### [DESCRIPTION OF THE TASK]
Extend the blog post about sin and the Buddha's conversation with Sariputra, picking up right after its final sentence.

### [TEXT SEGMENT]
┌──

Ignorance is bliss! :-)

Tuesday, July 29, 2008

What is sin?


Questioner: What is sin?
Nisargadatta Maharaj: All that binds you.

- I Am That


It seems when the Buddha was teaching, he'd often receive visitors in the afternoons, and answer questions. The thing was, he'd answer anyone's questions: a thief, a murderous warrior, an untouchable, a prostitute. Finally, someone asks him - maybe Sariputra, the perpetual straight man - how it is that he can be calm and not judge these people?

The World Honored One said, "Sariputra, when I awoke, I had access to all the events of all past incarnations. Now, when I meet a warrior, I remember what it is like to be a warrior, and know that I am a human; I too have the capacity to be a warrior, if the chain of dependent causation had led to that moment in that lifetime. The casteless one, I know, is just like me except for the fact of the causes that led to his birth. So also, the prostitute and the thief. Thus, the Tathagata recognizes that those conditions are themselves dependent, and therefore empty and have no inherent meaning."

Sariputra thanked the Buddha for his teaching, but he was clearly still troubled, so the World Honored One asked if he had a further question. "If those conditions have no inherent meaning, how can we say 'do this,' and 'don't do that'? Is it not true that then everything is permissible?"

└──

### [DATA]
┌──

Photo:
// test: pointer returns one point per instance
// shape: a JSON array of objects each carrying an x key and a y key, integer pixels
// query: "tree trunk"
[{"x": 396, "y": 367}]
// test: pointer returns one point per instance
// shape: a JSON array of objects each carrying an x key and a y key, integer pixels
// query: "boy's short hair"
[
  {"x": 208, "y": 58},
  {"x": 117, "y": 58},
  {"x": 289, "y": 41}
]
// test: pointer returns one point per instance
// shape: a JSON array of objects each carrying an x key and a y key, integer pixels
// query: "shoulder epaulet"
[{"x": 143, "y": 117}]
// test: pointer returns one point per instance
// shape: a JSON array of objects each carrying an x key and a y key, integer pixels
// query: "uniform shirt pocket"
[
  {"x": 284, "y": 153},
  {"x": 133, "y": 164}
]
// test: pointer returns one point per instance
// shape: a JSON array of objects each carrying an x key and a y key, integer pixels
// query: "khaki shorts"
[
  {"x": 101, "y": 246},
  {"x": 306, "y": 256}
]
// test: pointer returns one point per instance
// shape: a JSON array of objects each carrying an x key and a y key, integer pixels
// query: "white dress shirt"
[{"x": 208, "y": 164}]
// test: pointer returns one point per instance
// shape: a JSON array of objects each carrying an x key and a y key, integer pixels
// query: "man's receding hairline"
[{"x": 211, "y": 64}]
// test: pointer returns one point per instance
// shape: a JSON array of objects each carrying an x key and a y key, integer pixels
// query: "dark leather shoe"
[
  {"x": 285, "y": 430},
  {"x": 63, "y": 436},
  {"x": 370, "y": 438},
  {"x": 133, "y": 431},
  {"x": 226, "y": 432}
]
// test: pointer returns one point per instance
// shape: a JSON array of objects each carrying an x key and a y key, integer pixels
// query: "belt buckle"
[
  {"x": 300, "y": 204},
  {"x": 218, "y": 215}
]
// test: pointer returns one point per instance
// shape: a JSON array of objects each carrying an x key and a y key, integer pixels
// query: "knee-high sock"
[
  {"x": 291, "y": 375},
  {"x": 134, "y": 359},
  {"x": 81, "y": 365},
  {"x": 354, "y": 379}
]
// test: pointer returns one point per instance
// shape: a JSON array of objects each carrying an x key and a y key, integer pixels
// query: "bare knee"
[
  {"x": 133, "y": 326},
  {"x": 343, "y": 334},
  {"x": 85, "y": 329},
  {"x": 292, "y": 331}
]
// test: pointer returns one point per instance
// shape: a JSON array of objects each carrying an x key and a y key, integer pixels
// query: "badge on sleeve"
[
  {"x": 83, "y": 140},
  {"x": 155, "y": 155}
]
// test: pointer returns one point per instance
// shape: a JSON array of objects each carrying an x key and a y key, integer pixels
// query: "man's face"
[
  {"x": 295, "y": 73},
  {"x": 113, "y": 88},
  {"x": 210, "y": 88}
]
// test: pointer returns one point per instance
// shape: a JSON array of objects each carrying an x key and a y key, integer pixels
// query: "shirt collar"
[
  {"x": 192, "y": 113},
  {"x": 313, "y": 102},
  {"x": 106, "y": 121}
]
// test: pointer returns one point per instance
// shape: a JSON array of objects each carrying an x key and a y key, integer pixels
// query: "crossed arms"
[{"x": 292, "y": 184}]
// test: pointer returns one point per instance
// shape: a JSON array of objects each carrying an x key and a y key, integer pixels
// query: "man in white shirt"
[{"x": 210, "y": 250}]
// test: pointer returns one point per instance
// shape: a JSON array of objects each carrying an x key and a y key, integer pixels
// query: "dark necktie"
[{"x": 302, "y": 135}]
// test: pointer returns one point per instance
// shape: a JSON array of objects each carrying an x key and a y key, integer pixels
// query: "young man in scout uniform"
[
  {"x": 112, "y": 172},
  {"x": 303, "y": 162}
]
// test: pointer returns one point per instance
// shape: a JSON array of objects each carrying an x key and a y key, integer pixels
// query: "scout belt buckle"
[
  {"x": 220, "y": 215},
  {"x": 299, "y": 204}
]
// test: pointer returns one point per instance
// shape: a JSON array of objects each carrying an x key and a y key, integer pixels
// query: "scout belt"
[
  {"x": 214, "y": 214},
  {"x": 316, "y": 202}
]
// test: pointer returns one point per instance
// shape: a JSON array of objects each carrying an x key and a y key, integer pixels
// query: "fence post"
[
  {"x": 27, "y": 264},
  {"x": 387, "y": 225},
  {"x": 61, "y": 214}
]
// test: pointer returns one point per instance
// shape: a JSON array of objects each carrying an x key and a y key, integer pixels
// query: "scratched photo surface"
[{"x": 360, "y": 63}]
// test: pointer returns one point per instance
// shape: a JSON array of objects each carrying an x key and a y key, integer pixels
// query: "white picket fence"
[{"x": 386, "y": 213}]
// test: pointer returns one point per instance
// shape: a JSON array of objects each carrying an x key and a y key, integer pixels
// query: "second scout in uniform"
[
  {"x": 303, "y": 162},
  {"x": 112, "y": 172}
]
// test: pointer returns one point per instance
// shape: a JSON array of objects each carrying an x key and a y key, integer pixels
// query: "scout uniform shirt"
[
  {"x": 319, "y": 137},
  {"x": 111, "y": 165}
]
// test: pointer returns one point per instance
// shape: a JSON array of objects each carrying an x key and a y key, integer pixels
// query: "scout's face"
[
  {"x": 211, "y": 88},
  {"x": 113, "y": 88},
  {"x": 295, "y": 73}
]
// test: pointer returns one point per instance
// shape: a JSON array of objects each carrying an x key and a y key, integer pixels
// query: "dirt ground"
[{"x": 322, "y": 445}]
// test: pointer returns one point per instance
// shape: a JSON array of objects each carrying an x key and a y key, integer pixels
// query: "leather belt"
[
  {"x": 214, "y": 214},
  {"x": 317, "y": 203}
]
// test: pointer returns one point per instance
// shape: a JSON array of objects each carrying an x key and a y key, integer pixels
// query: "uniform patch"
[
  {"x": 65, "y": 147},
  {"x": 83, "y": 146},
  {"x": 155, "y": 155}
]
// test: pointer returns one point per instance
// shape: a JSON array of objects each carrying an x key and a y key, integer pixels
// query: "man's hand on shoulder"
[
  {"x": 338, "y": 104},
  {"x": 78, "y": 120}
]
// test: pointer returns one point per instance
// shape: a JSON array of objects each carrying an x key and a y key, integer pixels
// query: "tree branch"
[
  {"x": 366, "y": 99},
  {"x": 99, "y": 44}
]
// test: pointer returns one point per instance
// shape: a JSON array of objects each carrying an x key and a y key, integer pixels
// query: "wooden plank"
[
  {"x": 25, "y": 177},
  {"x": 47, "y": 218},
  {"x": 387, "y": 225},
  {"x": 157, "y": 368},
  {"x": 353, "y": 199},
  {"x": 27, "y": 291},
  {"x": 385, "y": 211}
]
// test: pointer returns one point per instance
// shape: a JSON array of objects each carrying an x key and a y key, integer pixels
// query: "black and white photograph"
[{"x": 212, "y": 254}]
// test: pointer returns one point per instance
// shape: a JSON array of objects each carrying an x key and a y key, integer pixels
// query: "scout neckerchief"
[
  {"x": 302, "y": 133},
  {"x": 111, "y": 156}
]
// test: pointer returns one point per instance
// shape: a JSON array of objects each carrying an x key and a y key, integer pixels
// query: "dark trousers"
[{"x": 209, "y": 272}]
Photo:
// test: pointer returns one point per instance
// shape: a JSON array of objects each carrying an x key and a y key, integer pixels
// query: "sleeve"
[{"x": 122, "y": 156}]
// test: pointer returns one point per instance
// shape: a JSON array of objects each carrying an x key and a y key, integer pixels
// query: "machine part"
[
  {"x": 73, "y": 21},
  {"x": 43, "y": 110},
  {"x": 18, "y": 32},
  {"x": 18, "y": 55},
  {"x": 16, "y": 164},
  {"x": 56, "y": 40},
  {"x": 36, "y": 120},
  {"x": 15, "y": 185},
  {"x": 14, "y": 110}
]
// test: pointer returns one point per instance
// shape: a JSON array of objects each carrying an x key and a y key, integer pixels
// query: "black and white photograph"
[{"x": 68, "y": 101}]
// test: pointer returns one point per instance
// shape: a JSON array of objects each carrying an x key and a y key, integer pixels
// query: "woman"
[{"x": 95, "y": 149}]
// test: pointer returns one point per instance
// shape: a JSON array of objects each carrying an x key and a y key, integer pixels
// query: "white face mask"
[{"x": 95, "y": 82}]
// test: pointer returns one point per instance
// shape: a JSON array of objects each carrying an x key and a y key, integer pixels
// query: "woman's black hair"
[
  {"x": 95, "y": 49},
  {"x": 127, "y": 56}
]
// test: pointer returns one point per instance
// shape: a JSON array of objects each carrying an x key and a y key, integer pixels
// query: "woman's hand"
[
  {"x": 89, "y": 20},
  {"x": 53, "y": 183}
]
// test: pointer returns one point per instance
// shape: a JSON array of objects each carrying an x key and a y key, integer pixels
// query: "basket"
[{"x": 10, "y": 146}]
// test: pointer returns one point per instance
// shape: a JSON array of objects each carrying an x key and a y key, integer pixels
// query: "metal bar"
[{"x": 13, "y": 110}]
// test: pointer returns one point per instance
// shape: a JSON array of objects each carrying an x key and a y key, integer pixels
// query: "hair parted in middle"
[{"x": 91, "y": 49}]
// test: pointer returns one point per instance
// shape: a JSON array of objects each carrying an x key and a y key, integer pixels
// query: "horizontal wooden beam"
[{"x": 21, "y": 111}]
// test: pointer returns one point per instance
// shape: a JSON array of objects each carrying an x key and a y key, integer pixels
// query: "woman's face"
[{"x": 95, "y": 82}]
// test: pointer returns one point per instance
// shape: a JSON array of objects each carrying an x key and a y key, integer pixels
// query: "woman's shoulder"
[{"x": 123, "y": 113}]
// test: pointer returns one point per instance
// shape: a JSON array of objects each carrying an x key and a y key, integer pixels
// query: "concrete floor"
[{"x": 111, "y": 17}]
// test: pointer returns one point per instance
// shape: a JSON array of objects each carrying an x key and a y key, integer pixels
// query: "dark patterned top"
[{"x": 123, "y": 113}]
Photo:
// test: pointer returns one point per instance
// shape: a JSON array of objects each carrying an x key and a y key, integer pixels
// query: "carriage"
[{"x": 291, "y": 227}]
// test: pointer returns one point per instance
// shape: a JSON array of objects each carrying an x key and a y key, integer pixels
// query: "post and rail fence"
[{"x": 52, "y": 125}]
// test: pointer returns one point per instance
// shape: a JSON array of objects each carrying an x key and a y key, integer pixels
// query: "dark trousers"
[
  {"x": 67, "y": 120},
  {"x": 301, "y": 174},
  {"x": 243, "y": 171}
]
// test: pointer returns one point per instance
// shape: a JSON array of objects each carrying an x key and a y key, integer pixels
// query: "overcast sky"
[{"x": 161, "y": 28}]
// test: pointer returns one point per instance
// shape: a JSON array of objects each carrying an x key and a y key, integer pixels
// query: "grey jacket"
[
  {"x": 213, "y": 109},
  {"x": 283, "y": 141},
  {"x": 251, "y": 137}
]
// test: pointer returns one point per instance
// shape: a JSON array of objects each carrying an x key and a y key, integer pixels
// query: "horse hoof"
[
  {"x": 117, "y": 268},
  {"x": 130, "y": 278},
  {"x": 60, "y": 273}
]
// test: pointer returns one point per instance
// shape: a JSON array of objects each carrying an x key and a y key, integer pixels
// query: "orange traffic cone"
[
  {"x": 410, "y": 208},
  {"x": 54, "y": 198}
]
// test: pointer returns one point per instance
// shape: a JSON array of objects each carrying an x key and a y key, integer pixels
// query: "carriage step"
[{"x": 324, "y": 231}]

└──

### [OUTPUT BELOW]
"Ah, not so, Sariputra," the World Honored One said. "For when I saw through to all the events of all past incarnations, I saw that the warrior I was, in later life, lost a limb, lost his sons, and eventually died when his Kingdom was conquered by another. Thus I saw that his actions were not productive and did not lead to liberation; and so I instructed our warrior in the ways that lead to liberation from dukhha. So also, the prostitute I recall, though she became a great courtesan and immensely wealthy, found that also did not lead to liberation; thus I taught our visitor the Eightfold Path that leads to liberation. Thus also the thief; thus, also, the casteless one. All of them, every one, sickens of the same disease; their deeds arise from dukhha, which arises from attachment, and thus in understanding, I teach them that which releases them from attachment and thus that from which their deeds arise. Just as I would not judge someone who was lame for their inability to walk, so I would not judge someone whose deeds arise from the disease of attachment."